─── AVAILABLE DATA

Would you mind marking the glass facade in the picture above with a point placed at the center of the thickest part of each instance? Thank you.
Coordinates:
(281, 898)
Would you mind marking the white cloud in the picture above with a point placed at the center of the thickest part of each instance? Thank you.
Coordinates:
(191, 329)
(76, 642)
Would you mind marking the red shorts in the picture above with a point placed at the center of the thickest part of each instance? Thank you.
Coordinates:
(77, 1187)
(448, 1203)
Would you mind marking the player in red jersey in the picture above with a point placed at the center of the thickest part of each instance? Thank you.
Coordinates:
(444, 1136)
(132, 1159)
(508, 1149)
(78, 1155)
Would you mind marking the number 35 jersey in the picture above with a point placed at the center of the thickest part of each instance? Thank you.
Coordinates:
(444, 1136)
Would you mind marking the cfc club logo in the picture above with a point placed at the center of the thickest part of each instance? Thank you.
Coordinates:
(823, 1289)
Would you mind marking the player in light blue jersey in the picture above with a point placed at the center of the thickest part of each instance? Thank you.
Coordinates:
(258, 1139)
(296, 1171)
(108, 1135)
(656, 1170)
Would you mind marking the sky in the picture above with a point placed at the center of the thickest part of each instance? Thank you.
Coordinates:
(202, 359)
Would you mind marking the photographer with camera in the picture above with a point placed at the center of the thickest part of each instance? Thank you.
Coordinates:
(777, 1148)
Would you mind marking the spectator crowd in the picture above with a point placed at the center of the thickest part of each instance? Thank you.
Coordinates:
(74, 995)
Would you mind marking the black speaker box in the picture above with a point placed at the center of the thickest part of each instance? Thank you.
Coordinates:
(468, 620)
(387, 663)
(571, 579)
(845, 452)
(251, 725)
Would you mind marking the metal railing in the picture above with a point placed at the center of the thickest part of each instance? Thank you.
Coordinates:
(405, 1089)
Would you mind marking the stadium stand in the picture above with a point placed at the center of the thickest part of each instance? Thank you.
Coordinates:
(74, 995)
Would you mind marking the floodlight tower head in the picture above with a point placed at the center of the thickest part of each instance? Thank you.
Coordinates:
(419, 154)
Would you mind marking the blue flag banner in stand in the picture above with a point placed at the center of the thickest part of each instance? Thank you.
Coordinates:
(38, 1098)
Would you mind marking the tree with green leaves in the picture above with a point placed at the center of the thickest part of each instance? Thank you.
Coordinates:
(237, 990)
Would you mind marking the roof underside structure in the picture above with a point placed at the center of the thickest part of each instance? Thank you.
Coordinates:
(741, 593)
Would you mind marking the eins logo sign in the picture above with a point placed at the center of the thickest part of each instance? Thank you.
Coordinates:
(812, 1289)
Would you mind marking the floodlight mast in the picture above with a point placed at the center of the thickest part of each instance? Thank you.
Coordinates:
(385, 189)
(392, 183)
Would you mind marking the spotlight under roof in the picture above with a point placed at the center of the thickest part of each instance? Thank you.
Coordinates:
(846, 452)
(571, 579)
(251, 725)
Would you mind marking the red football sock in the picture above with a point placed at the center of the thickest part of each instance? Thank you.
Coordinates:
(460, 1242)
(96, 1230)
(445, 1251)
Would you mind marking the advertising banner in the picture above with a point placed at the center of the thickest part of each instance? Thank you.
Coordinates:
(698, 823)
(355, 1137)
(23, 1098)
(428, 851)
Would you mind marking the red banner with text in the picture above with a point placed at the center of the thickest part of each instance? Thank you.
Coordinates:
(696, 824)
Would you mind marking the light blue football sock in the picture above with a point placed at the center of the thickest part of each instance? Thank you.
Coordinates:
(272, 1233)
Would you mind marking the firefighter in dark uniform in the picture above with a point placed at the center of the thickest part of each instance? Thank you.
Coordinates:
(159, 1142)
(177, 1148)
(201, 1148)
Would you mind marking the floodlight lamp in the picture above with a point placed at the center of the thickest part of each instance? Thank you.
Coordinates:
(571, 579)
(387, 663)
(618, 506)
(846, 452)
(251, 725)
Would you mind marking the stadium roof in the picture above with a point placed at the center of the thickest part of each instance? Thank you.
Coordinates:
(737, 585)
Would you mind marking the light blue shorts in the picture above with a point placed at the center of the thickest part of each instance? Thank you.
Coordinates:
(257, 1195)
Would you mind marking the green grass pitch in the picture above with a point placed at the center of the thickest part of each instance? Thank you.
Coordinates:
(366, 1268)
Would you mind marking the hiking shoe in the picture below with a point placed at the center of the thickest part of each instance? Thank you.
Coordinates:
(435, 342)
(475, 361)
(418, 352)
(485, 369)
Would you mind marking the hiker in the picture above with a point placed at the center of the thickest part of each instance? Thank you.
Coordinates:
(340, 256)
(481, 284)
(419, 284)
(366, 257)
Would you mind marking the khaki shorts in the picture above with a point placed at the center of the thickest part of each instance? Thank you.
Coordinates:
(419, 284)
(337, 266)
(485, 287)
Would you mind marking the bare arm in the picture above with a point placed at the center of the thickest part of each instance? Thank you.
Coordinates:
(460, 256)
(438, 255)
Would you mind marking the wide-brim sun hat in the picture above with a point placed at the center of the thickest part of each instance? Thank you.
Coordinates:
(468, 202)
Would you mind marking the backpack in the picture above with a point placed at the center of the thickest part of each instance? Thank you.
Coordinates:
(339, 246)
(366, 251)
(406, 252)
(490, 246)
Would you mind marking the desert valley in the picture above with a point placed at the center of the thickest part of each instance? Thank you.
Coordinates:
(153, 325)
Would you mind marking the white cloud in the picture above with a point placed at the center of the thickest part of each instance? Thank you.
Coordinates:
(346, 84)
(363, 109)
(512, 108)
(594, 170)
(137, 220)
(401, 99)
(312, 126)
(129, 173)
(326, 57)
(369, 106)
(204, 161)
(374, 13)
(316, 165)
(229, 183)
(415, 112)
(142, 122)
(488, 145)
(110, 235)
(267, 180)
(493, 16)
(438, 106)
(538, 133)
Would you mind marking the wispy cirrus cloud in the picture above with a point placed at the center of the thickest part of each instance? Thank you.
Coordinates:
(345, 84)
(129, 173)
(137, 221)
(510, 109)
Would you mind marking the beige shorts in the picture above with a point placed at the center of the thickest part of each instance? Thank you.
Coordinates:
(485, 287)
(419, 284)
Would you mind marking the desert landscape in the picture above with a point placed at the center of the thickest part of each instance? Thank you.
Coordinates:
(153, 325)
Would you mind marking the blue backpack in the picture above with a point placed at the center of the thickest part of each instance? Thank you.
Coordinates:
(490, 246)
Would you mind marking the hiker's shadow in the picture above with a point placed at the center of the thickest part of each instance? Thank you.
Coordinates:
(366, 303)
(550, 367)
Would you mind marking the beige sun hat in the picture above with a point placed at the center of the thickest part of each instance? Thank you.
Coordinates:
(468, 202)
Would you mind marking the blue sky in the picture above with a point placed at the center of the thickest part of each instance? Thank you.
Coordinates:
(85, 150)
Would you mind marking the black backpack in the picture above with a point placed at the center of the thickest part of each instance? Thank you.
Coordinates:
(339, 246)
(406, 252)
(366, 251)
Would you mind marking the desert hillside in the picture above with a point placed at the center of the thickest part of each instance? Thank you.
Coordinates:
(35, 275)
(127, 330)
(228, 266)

──────

### SHORT EXERCISE
Reproduce only those lines of the entries above that run from the line with "Would you mind marking the blue backpack" to the final line.

### COMPLETE ANSWER
Would you mind marking the blue backpack in the picture above with a point placed at the center of the thickest part of each instance? Thank you.
Coordinates:
(490, 246)
Would you mind marking the hiker's shadow in the picture above with a point placed at the center of the thickest part of each instance? Thank you.
Coordinates:
(366, 303)
(550, 367)
Would you mind marking the beige sun hat in the picture above with a point placed at the center of the thickest part of each instance? Thank you.
Coordinates:
(468, 202)
Would you mind marking the blue sky in the picture above with a point placed at the center of the thickest part of each instance? Thank you.
Coordinates:
(85, 150)
Would you mind marking the black backpack in the picture above with a point placed at the center of the thickest part of each instance? Thank you.
Coordinates:
(339, 246)
(406, 252)
(366, 251)
Would you mind marking the desert hillside in the picture above with a point placed at the center of the thickest part of each instance? Thank you.
Coordinates:
(35, 275)
(127, 330)
(228, 266)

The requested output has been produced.